WHAT THE TASK ASKS: Copy all the rows below and replace every "instance" with "object". Leave everything else unchanged.

────────

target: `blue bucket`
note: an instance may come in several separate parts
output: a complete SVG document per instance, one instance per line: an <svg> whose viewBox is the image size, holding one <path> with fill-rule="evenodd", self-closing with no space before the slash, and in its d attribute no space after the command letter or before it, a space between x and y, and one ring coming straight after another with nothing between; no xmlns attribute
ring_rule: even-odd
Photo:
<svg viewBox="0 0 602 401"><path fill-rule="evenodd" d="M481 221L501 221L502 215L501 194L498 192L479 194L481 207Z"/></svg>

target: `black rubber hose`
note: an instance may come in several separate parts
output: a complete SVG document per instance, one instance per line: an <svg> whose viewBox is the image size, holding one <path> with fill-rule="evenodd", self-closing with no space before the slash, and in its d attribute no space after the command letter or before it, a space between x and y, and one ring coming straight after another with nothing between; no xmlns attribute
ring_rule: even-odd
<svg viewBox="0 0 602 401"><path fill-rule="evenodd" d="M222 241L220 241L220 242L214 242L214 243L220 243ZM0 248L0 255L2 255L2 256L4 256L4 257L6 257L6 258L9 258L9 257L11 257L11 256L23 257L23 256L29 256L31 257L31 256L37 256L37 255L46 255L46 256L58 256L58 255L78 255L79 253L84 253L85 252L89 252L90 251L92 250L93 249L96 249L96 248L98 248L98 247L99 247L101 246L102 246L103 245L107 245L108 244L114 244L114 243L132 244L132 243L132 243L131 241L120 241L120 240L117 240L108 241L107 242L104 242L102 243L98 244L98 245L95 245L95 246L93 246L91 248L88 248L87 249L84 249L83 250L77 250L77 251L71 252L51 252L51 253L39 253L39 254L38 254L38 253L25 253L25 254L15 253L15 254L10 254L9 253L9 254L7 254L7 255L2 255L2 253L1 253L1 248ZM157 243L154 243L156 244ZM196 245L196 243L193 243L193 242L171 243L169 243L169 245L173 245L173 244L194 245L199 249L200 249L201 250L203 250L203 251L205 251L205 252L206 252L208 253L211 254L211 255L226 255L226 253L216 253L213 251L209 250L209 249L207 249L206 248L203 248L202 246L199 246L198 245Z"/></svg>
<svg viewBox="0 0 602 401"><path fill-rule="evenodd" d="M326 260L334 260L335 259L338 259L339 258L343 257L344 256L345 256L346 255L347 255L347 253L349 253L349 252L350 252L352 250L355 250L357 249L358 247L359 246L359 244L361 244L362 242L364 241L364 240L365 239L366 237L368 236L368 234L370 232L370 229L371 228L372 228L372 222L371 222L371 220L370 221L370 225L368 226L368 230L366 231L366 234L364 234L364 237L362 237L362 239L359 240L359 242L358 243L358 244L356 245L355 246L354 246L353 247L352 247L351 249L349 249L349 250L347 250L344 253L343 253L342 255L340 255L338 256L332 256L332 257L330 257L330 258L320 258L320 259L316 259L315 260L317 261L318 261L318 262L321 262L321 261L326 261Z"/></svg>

────────

TASK SOLUTION:
target: `blue bucket`
note: an object may come in several separate parts
output: a complete SVG document per object, one object per line: an <svg> whose viewBox is the image size, holding one <path> with fill-rule="evenodd", self-closing with no space before the slash, and in its d attribute no space after the command letter or before it, a space between x and y, and one ring coming straight after another with nothing between; no xmlns attribute
ring_rule: even-odd
Photo:
<svg viewBox="0 0 602 401"><path fill-rule="evenodd" d="M481 221L501 221L502 215L501 194L498 192L479 194L481 207Z"/></svg>

target: `black rubber hose`
note: an object may come in several separate parts
output: a complete SVG document per object, one object per line: an <svg> whose viewBox is the image size, holding one <path> with fill-rule="evenodd", self-closing with no space before the slash, and in its d attribute no space after the command letter or before it, a space between x and y, and one ring coming straight after another with nothing between; no xmlns attribute
ring_rule: even-odd
<svg viewBox="0 0 602 401"><path fill-rule="evenodd" d="M222 241L220 241L220 242L214 242L214 243L220 243ZM0 248L0 255L2 255L2 256L4 256L4 257L6 257L6 258L9 258L9 257L11 257L11 256L23 257L23 256L29 256L31 257L31 256L37 256L37 255L46 255L46 256L58 256L58 255L78 255L79 253L84 253L85 252L89 252L90 251L92 250L93 249L96 249L96 248L98 248L98 247L99 247L101 246L102 246L103 245L107 245L108 244L114 244L114 243L132 244L132 243L132 243L131 241L120 241L120 240L117 240L108 241L107 242L104 242L102 243L98 244L98 245L95 245L95 246L93 246L91 248L88 248L87 249L84 249L83 250L77 250L77 251L71 252L51 252L51 253L39 253L39 254L38 254L38 253L25 253L25 254L15 253L15 254L10 254L9 253L9 254L7 254L7 255L2 255L2 253L1 253L1 248ZM157 243L154 243L156 244ZM196 245L196 243L193 243L193 242L171 243L169 243L169 245L173 245L173 244L194 245L199 249L200 249L201 250L203 250L203 251L205 251L205 252L206 252L208 253L211 254L211 255L226 255L226 253L216 253L213 251L209 250L209 249L207 249L206 248L203 248L202 246L199 246L198 245Z"/></svg>
<svg viewBox="0 0 602 401"><path fill-rule="evenodd" d="M326 260L334 260L335 259L338 259L339 258L343 257L344 256L345 256L346 255L347 255L347 253L349 253L349 252L350 252L352 250L355 250L357 249L358 247L359 246L359 244L361 244L362 242L364 241L364 240L365 239L366 237L368 236L368 234L370 232L370 229L371 228L372 228L372 222L371 222L371 220L370 221L370 225L368 226L368 230L366 231L366 234L364 234L364 237L362 237L362 239L359 240L359 242L358 243L358 244L356 245L355 246L354 246L353 247L352 247L351 249L349 249L349 250L347 250L344 253L343 253L342 255L340 255L338 256L332 256L332 257L330 257L330 258L320 258L320 259L316 259L315 260L317 261L318 261L318 262L321 262L321 261L326 261Z"/></svg>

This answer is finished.